# Aim of the task
Pull out every line in the entries below that contains the word "pink", and copy each one unchanged.
>>>>>
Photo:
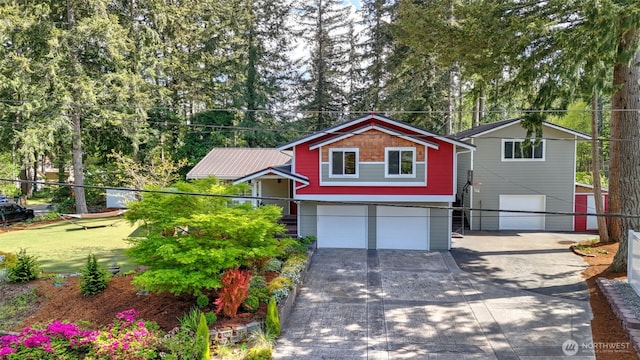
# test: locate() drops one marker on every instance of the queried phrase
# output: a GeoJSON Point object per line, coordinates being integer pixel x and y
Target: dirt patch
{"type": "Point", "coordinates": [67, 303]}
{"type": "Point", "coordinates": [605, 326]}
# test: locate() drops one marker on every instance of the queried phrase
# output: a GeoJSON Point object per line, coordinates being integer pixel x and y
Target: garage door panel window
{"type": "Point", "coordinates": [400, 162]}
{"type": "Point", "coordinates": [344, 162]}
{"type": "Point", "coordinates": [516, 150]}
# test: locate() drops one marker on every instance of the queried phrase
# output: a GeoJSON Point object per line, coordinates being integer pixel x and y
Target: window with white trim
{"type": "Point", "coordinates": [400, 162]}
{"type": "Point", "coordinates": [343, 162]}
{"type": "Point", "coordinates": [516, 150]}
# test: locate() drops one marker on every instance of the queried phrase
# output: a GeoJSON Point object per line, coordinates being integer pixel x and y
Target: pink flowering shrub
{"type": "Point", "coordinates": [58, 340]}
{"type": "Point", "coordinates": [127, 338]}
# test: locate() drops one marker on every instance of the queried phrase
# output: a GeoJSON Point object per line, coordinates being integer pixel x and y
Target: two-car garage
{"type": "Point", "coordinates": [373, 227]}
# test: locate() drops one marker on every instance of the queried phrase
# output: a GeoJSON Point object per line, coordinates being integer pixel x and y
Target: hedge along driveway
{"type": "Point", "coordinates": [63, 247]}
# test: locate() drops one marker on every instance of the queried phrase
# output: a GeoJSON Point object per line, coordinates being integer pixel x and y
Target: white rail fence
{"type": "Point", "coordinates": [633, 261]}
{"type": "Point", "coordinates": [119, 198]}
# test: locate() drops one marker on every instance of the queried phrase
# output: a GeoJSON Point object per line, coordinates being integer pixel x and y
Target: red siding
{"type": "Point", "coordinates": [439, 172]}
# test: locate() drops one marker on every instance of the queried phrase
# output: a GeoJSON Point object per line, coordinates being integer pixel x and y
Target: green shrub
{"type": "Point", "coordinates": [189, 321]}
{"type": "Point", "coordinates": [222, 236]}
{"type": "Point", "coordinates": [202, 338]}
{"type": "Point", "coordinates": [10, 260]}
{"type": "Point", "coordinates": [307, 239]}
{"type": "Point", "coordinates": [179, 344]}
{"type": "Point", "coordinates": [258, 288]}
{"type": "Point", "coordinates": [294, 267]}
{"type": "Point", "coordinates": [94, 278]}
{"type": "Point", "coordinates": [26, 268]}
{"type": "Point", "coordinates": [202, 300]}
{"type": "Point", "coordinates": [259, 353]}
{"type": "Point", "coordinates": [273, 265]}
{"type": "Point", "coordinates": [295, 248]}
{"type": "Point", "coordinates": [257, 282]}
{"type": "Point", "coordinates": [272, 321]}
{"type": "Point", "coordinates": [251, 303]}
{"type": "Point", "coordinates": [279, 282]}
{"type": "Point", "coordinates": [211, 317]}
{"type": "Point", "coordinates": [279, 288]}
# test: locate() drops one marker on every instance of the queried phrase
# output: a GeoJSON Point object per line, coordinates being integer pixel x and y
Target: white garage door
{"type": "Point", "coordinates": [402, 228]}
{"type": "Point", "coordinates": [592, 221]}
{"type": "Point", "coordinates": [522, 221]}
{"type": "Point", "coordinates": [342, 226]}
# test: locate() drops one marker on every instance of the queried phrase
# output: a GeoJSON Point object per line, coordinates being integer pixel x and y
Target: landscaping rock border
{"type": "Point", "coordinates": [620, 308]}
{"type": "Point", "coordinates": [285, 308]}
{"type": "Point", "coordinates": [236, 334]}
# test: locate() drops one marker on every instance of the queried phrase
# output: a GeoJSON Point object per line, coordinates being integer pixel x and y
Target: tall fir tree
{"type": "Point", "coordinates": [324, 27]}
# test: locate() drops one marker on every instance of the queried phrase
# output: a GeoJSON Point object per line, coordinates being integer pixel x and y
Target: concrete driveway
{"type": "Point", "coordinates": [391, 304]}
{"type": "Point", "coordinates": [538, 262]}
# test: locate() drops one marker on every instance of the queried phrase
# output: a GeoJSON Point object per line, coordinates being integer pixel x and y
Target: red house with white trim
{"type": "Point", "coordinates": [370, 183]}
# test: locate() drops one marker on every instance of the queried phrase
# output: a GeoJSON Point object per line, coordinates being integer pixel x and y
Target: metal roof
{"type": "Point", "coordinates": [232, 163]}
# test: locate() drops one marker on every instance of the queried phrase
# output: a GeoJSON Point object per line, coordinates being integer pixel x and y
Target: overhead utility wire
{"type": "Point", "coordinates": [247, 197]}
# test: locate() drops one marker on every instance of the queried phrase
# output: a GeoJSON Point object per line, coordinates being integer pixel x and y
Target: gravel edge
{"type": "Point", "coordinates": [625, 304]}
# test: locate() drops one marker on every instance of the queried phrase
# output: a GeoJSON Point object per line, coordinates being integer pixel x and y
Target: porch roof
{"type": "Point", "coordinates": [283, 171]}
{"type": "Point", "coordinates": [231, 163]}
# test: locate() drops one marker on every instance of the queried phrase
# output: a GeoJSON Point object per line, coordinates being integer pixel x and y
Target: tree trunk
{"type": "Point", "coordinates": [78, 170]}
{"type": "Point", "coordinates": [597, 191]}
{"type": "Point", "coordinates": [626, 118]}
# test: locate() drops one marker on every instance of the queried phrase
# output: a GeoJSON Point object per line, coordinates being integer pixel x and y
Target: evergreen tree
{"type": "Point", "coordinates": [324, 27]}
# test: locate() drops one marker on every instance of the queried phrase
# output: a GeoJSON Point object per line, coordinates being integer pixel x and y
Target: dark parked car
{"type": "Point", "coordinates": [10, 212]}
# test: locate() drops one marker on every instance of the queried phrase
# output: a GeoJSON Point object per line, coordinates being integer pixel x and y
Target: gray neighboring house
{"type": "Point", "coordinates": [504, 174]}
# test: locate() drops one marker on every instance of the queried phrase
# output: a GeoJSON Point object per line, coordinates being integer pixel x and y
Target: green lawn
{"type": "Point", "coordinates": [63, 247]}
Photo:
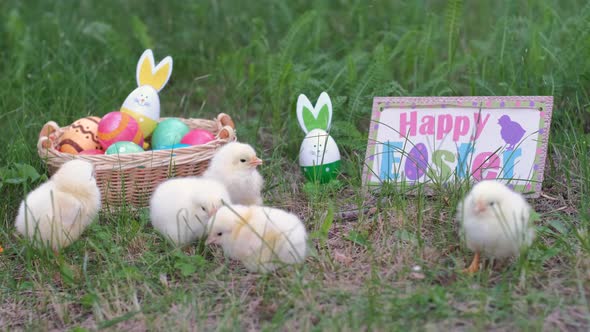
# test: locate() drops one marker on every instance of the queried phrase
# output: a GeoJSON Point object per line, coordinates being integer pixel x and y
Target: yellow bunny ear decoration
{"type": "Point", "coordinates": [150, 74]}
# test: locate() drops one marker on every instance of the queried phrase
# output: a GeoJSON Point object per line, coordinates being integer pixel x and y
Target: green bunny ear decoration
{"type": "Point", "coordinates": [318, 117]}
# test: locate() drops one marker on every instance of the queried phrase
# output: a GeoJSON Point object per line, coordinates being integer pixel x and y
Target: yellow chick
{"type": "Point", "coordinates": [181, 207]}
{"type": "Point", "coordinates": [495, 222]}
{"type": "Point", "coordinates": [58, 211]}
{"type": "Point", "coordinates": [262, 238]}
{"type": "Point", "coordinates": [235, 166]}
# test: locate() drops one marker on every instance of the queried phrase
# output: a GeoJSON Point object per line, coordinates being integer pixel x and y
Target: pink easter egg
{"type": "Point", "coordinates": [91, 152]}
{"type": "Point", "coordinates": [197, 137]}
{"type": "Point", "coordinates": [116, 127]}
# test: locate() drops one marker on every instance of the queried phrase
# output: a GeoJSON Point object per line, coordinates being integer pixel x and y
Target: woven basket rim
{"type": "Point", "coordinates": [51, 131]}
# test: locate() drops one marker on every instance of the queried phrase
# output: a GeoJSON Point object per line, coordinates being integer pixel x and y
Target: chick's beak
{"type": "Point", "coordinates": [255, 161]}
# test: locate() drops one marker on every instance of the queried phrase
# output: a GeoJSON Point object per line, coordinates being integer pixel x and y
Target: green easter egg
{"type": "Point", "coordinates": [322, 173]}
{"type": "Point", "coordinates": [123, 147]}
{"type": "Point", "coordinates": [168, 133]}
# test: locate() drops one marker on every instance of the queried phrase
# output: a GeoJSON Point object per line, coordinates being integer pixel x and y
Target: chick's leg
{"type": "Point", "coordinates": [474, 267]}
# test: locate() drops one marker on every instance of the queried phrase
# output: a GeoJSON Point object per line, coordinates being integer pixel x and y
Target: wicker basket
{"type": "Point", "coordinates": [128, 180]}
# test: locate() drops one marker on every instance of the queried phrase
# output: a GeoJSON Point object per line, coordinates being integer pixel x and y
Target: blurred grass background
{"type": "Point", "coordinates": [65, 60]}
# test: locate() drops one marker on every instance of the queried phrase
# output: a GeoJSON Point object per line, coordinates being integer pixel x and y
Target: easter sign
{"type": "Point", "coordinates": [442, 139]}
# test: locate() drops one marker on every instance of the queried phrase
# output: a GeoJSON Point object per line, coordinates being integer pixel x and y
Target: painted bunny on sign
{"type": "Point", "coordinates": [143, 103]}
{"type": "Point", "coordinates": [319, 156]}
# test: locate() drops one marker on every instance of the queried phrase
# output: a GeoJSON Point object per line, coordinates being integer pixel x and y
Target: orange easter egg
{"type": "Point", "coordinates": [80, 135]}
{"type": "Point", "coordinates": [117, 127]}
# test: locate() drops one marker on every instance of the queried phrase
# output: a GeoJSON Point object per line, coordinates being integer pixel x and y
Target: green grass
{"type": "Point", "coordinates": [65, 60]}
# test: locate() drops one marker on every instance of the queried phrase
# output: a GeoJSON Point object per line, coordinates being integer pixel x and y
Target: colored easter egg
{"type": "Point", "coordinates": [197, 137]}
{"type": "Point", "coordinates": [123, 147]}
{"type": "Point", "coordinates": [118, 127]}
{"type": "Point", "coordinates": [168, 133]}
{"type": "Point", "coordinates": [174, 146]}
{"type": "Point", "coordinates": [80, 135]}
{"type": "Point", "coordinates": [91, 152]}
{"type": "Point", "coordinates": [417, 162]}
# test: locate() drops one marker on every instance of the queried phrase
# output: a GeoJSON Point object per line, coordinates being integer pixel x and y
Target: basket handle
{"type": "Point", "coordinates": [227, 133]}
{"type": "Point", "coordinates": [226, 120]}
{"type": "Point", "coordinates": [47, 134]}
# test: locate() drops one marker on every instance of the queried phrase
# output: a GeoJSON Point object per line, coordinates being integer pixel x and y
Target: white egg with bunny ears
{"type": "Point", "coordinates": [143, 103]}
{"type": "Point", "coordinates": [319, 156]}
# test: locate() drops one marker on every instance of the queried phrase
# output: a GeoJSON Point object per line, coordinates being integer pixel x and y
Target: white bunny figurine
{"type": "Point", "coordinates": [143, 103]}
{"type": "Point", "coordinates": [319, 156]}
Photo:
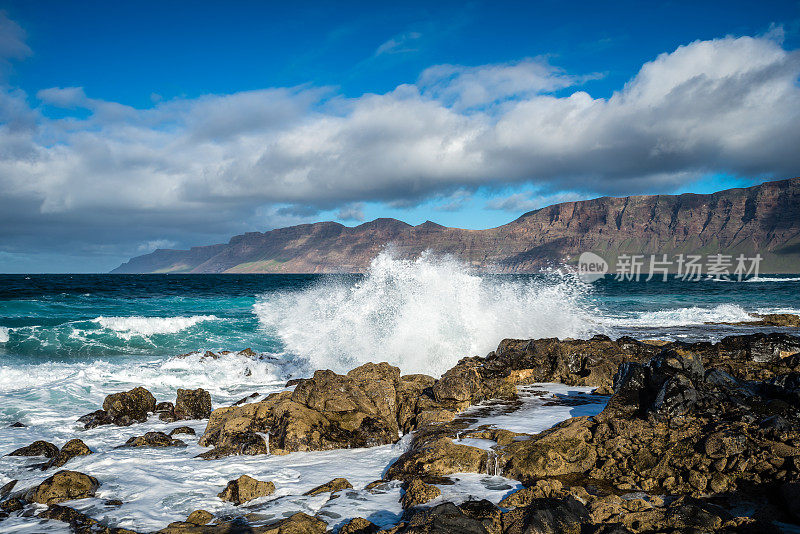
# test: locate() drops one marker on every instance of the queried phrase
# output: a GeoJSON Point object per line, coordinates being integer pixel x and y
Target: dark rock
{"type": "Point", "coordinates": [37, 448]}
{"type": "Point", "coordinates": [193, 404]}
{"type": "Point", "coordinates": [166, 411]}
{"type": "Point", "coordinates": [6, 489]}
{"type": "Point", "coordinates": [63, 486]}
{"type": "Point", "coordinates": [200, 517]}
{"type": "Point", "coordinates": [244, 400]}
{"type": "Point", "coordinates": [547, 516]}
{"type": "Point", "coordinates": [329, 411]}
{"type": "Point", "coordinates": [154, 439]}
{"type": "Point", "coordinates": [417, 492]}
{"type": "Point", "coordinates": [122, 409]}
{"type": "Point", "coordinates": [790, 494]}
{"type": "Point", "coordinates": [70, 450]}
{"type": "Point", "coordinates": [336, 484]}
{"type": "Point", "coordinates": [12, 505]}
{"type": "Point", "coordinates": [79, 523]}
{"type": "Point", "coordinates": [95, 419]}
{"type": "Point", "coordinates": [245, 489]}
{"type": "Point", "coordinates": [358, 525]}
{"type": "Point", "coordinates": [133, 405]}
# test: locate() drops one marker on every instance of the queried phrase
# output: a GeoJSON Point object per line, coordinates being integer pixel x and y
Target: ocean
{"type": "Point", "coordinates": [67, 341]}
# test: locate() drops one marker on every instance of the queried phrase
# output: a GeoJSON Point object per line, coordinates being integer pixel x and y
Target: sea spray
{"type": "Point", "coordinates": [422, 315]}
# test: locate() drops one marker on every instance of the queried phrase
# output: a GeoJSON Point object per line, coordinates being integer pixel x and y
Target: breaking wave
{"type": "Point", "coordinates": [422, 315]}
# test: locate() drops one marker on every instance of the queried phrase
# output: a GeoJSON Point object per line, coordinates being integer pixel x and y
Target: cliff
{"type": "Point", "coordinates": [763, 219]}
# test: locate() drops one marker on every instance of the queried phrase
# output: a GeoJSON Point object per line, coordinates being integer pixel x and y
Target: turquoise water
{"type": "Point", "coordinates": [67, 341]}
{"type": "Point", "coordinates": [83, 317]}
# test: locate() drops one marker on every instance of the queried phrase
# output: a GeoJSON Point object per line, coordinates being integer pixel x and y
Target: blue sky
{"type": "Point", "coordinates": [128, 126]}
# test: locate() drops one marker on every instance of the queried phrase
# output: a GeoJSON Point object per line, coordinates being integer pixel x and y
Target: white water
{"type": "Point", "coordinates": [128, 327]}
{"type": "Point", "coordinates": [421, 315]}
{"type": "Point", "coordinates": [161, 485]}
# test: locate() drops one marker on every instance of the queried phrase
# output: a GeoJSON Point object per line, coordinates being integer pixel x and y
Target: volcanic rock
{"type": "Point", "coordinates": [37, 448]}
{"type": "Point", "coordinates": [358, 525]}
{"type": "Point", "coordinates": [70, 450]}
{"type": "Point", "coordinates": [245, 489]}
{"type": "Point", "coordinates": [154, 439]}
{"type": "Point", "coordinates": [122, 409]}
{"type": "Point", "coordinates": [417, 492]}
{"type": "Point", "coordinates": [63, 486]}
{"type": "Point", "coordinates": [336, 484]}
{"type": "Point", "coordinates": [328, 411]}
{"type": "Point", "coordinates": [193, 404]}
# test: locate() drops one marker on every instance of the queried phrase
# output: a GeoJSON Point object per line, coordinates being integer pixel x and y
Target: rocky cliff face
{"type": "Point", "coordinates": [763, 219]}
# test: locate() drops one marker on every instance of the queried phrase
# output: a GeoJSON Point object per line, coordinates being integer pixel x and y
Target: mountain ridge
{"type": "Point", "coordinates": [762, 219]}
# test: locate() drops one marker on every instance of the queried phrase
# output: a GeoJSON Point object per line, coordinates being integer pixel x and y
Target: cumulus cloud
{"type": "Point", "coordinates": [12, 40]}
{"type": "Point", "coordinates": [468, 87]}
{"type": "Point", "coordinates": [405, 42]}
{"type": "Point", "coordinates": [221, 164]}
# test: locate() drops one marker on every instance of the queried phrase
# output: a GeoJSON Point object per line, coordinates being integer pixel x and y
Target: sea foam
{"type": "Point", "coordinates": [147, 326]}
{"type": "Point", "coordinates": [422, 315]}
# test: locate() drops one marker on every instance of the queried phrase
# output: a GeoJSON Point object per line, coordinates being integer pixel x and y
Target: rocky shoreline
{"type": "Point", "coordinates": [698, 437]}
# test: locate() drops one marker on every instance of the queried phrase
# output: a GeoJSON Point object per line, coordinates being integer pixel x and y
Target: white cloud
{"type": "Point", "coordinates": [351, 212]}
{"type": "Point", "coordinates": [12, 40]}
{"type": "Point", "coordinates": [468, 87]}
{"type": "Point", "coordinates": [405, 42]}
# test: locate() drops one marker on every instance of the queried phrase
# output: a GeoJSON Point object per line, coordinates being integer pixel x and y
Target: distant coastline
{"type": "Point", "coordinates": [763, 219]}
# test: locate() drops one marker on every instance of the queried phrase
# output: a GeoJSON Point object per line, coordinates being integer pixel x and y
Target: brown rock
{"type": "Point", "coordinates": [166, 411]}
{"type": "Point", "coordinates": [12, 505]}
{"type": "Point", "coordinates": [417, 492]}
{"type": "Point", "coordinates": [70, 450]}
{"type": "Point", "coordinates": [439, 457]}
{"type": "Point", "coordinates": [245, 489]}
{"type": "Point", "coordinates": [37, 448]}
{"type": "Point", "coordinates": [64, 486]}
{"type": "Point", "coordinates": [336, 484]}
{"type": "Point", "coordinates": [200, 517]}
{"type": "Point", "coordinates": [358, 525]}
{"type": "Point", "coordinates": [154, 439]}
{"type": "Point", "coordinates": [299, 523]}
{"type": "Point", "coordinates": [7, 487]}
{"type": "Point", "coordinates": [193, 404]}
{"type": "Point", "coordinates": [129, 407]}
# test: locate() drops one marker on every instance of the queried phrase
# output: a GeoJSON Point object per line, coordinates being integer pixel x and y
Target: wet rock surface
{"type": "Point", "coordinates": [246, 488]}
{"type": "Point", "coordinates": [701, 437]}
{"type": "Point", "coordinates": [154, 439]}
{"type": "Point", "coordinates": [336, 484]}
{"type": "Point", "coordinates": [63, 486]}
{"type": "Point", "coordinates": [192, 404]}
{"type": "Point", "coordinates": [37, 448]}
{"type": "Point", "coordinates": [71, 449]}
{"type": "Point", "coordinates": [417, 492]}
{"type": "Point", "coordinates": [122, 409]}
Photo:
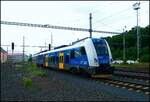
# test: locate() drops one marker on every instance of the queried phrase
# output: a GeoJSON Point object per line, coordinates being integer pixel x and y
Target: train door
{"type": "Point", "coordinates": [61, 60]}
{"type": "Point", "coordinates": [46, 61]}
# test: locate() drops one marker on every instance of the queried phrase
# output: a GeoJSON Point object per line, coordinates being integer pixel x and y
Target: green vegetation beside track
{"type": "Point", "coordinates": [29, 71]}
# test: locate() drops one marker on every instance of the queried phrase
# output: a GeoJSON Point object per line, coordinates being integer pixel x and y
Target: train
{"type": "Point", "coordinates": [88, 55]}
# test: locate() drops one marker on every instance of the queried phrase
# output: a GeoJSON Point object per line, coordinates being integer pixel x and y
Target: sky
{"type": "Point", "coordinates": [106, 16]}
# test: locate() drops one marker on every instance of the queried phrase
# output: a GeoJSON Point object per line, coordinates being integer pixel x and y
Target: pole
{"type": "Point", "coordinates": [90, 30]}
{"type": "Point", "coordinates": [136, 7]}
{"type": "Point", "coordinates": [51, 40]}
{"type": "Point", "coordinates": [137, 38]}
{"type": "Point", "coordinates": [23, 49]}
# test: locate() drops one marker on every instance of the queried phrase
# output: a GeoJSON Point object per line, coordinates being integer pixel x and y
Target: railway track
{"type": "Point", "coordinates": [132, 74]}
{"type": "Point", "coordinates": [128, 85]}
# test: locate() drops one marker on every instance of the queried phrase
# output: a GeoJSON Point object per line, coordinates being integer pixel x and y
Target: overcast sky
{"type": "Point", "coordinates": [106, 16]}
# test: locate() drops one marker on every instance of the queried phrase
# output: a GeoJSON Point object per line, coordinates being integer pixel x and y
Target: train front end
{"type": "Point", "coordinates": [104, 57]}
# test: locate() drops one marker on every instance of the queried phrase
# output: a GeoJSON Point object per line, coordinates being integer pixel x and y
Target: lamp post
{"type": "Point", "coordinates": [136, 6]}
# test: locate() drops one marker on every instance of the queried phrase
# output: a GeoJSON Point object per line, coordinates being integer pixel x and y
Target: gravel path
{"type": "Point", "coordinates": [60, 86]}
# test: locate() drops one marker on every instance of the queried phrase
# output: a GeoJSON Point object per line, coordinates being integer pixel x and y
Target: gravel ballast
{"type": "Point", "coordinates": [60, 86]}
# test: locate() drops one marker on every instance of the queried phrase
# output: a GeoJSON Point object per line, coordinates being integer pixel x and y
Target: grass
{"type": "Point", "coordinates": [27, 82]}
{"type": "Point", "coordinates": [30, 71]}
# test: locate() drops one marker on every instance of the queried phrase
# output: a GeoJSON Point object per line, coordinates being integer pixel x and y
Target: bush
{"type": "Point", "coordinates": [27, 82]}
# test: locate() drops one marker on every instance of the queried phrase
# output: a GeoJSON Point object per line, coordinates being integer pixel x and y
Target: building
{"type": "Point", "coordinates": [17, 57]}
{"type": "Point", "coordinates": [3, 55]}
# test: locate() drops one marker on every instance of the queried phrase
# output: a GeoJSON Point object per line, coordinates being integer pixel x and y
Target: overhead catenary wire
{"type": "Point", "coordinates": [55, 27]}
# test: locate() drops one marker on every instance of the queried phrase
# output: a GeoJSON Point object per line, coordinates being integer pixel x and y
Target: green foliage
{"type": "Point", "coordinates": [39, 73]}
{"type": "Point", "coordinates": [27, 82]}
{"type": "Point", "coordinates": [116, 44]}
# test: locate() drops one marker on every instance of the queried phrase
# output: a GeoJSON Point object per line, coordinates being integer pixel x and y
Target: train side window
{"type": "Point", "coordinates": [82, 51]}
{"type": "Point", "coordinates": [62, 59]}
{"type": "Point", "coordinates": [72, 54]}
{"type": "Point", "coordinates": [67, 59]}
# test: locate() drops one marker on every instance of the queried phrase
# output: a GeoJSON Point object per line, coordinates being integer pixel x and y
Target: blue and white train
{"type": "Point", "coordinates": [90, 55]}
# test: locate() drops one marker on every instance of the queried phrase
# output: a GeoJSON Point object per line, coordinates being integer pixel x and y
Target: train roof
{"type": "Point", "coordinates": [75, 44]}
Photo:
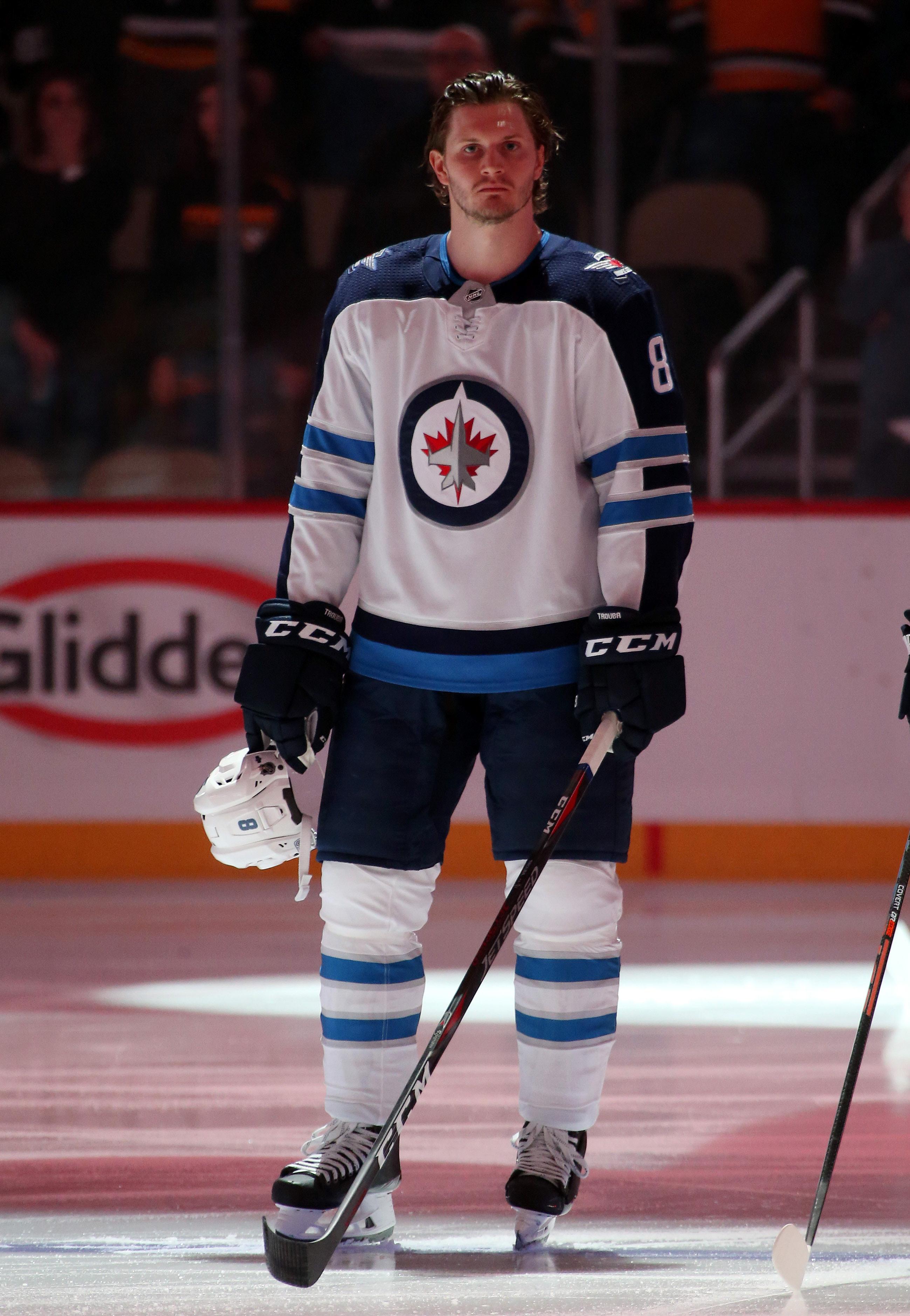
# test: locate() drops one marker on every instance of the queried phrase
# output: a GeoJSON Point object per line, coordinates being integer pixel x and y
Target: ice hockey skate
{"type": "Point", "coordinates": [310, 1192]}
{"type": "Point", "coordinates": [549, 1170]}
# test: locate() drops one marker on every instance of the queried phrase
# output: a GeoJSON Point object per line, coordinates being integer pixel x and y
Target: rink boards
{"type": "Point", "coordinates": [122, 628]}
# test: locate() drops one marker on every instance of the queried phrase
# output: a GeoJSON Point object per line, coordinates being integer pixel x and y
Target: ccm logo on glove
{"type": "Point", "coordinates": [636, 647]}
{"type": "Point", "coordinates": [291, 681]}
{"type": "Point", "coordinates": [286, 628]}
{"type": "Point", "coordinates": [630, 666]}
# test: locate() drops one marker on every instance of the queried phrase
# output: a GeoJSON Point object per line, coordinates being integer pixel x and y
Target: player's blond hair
<<<<<
# Exercise answer
Target: pink flowering shrub
Target: pink easter egg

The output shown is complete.